=== Section Start ===

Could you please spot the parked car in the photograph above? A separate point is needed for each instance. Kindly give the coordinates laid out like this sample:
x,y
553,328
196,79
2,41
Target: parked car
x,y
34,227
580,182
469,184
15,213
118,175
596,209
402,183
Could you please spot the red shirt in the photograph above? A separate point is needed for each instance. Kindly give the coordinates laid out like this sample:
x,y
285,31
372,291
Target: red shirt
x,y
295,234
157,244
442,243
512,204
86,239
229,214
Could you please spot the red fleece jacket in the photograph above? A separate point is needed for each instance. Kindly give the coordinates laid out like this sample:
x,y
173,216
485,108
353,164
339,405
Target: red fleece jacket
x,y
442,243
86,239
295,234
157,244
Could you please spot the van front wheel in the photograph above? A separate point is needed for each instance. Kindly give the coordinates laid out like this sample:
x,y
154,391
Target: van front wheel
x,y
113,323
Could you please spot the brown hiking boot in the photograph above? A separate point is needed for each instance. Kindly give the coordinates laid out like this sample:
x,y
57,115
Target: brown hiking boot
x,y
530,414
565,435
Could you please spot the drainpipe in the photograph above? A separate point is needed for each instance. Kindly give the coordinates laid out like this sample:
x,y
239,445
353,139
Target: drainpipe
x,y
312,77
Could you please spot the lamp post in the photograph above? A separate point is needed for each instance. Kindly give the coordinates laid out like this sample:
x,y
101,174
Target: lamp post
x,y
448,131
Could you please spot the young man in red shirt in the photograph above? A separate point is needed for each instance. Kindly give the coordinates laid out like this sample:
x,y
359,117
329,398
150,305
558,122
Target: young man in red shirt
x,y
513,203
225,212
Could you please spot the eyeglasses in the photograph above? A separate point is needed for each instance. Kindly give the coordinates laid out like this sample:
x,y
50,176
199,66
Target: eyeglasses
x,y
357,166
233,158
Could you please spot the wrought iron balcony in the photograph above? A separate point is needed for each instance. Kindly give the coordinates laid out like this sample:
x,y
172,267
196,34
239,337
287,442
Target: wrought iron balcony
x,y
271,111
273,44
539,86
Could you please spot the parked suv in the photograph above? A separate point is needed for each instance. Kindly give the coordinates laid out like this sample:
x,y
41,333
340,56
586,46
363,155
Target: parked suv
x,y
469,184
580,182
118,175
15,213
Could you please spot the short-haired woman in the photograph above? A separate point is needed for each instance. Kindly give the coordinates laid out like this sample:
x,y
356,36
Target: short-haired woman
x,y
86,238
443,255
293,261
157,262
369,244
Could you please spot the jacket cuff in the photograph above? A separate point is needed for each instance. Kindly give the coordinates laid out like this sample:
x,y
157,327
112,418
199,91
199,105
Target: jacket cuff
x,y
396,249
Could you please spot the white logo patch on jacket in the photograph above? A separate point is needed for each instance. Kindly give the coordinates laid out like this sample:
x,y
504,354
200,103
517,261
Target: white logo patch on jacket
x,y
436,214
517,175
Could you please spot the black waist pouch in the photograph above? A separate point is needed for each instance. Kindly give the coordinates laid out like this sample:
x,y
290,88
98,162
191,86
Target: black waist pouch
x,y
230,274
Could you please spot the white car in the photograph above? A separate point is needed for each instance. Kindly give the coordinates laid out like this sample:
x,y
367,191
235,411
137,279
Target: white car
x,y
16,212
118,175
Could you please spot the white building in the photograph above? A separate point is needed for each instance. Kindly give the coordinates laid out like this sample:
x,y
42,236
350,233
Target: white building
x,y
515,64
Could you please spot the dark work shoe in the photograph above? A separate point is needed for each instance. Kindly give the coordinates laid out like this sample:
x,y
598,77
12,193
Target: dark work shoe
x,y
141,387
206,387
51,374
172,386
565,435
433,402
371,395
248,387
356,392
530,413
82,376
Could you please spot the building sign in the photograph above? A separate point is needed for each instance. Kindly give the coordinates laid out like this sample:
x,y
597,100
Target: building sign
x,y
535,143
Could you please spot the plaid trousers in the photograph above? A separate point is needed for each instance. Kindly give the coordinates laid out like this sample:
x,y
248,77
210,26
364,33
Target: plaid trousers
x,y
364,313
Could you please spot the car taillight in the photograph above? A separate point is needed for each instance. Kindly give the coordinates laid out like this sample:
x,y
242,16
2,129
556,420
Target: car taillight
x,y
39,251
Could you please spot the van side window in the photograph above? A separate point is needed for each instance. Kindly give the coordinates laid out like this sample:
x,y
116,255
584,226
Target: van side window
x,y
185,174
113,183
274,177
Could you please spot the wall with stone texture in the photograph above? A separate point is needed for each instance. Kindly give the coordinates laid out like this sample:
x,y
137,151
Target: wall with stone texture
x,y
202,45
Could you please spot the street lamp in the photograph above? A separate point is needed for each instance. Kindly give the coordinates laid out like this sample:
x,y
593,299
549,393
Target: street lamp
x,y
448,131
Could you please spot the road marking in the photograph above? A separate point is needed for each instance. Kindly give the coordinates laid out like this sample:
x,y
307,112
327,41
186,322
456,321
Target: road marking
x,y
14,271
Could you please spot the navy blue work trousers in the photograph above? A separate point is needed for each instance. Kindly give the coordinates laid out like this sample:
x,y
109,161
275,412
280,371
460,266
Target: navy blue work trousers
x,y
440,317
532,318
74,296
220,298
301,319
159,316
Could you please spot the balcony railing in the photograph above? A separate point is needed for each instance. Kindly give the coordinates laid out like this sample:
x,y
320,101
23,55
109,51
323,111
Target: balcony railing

=== Section End ===

◆ What you need to do ◆
Copy down each line in the entries that has the word "railing".

◆ Answer section ◆
Could you please spot the balcony railing in the photograph above? A separate point is needed for each instance. Kindly give the coordinates laid out like this sample:
Target: balcony railing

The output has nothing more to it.